[Source records]

* * * * *

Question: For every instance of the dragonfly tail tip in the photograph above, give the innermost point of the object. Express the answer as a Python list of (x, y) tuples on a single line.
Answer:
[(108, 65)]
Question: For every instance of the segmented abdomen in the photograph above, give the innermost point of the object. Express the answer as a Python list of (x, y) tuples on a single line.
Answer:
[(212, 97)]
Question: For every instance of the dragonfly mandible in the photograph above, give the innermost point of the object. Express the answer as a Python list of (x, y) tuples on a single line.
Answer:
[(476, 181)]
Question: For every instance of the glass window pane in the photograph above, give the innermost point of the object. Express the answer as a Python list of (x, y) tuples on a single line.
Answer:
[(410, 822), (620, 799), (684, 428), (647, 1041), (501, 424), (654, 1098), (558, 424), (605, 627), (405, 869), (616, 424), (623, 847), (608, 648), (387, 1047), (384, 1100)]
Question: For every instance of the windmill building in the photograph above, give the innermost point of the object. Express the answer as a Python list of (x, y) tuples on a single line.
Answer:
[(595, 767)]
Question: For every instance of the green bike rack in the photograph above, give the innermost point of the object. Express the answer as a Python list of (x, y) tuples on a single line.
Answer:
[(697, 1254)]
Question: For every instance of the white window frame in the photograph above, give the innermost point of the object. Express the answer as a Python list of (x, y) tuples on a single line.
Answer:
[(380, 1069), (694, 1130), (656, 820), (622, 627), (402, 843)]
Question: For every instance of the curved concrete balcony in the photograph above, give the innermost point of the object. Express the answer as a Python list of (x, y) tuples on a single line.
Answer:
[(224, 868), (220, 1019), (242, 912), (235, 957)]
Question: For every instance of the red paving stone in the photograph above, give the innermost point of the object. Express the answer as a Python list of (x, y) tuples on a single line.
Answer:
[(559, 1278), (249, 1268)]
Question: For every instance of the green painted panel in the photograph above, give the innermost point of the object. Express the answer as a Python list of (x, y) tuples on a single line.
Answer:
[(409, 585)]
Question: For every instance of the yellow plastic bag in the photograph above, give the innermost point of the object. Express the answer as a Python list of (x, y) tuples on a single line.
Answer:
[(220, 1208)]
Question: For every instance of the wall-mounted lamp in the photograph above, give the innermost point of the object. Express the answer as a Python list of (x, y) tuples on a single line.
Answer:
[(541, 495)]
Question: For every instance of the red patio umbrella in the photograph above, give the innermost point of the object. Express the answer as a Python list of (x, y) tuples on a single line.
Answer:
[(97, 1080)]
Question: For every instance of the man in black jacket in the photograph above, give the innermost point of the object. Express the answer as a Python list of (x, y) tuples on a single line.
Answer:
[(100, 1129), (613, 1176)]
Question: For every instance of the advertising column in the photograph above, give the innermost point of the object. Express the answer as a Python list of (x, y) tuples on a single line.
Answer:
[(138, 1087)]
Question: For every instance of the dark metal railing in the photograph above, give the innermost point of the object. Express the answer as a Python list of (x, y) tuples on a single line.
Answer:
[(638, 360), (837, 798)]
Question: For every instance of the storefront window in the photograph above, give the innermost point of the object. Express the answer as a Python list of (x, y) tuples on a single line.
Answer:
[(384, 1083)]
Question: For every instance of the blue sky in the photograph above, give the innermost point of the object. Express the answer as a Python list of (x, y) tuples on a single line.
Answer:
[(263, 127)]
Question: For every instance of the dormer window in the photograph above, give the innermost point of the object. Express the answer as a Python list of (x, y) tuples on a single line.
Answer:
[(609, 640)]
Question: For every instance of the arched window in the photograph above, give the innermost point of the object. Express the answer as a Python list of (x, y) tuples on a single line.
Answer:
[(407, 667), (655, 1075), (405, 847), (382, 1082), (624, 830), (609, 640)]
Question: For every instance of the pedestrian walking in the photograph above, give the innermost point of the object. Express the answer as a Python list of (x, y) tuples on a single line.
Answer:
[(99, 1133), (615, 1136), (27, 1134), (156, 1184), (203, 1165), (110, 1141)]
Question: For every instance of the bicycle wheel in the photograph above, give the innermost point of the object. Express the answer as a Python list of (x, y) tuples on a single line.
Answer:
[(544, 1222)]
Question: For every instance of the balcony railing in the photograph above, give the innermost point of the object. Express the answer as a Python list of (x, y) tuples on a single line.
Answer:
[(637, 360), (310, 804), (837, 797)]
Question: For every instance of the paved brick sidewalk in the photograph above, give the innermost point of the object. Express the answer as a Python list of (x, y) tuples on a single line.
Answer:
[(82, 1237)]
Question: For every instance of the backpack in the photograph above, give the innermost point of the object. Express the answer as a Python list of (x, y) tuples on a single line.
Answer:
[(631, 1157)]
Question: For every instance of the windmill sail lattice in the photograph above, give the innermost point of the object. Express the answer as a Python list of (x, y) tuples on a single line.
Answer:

* * * * *

◆ YOUR GOAL
Copy the records above line for line, with no changes.

◆ WORKED ANSWER
Question: For every instance of the dragonfly tail tip in the photograph above, give the innermost point of the object. Express the answer as a Python list of (x, y) tuples on a single line.
Answer:
[(108, 65)]
Question: For every instance of the segmented abdomen in the photograph above, give the innermost point of the object. Express the answer as a Python list of (x, y) tuples on a single line.
Answer:
[(212, 97)]
Question: For every instance of the dragonfly mandible in the photograph above, give the innermost point of the object. Express the answer as a Python list of (x, y) tuples on a single line.
Answer:
[(476, 181)]
Question: For every instance of the glass window pane in the photograph above, give the innermost point of the object. Express the answer as a Python list of (x, y) tuples on a single line.
Answer:
[(410, 822), (620, 799), (684, 428), (647, 1041), (501, 424), (654, 1098), (558, 424), (605, 627), (405, 869), (616, 424), (623, 847), (608, 648), (387, 1047), (384, 1100)]
Question: For every instance of the windmill building in the photograph above, give the innermost point of the object. Express the answer as a Python list of (x, y) tuples on a single line.
Answer:
[(595, 767)]
Question: For every instance of the green bike rack in the photograph above, give the innermost point of the object. Express the answer as a Python list of (x, y) tuples on a single line.
Answer:
[(697, 1254)]
Question: For every instance of the white window frame in the photograph above, give the innermost point of the object. Express the answer as a Python list of (x, y) tuples on a single line.
Answer:
[(380, 1069), (694, 1130), (656, 820), (622, 627), (402, 843)]
Question: For every instance of the curved concrete balcony in the photograph above, give the innermost point of the object. Express the answer as a Python list of (x, y) tuples on a single line.
Answer:
[(224, 868), (220, 1019), (242, 912), (235, 957)]
Question: For every instance of the red paving stone in the photograph above, give the innermost point of the object. Express the answer as a Python list of (x, y) tuples on a single line.
Answer:
[(559, 1278), (249, 1268)]
Question: For every instance of the green painted panel in the photograph above, give the innermost point of the object. Express the answer as a Python list of (x, y) tuples on a single line.
Answer:
[(409, 585)]
Question: For every instance of the yellow plastic bag in the photograph above, give the innermost point of the object. Express the answer as a Python list of (x, y) tuples on a single line.
Answer:
[(220, 1208)]
Question: For every instance of the wall-mounted lamp in the photograph above, give the innermost point of the object. Express the answer as a Python list of (x, y) tuples on a single line.
Answer:
[(541, 495)]
Question: For every instance of the red patio umbrella in the photograph above, give the innermost point of the object. Express the answer as a Python list of (x, y) tuples on a single line.
Answer:
[(97, 1080)]
Question: For every instance of the man in black jacket in the photograph above, give the innermost point of the object. Express the answer as a Python list of (x, y) tuples on a single line.
Answer:
[(100, 1129), (613, 1176)]
Question: For every instance of the advertising column in the photograph above, give the innermost point of the object. Express the answer as a Python list of (x, y) tuples on a single line.
Answer:
[(138, 1087)]
Question: For every instance of the dark metal railing in the photograph above, give the innermost point of the object. Express the answer as a Python list of (x, y) tuples on a single line.
Answer:
[(638, 360), (837, 798)]
Question: For every instance of the storefront window in the photograph above, give the innermost point of the object. Express the answer as a Python list of (x, y) tuples on a single line.
Answer:
[(384, 1083)]
Question: For every instance of the blue sky in the photograph above, give the innermost point of the object. Express the answer as a Python list of (x, y) tuples on a single line.
Answer:
[(263, 127)]
Question: For every instance of the dormer window in the photograph above, give the innermost point of the object. Express the answer as a Python list of (x, y) tuples on a single line.
Answer:
[(609, 640)]
Question: For every instance of the arched window in the photograph above, give the innermost point of the object. Express the answer as a Python list of (x, y) tuples on a single line.
Answer:
[(407, 667), (655, 1075), (405, 847), (382, 1082), (624, 830), (609, 640)]
Question: For every instance of the pedestrian walking in the photograph above, give the innermost point of the object. Express the answer as a Python list of (x, y) tuples on a single line.
Answer:
[(99, 1133), (615, 1136), (27, 1134), (156, 1184), (203, 1165), (110, 1141)]
Question: For every instance of the bicycle wheel in the photograph above, give the innermost point of the object. Express the answer as a Python list of (x, y) tuples on a single line.
Answer:
[(544, 1222)]
Question: For every instance of the balcony railing in the photograph above, give the innermost point of the object. Express the answer as a Python list of (x, y) tuples on a single line.
Answer:
[(637, 360), (310, 804), (837, 797)]
Question: For every instance of the paved brick sidewalk in the photograph above, give the innermost point of the object. Express the answer as a Python list of (x, y) tuples on a single line.
Answer:
[(82, 1237)]
Question: For every instance of the backpack in the photograph above, give the innermost point of the object. Express the answer as a Python list of (x, y) tuples on a single line.
Answer:
[(631, 1157)]
Question: For every instance of the windmill sail lattice in the photograph above, give the innermost point of the object. Express the answer as a Python list of (x, y) tuples on a single line.
Answer:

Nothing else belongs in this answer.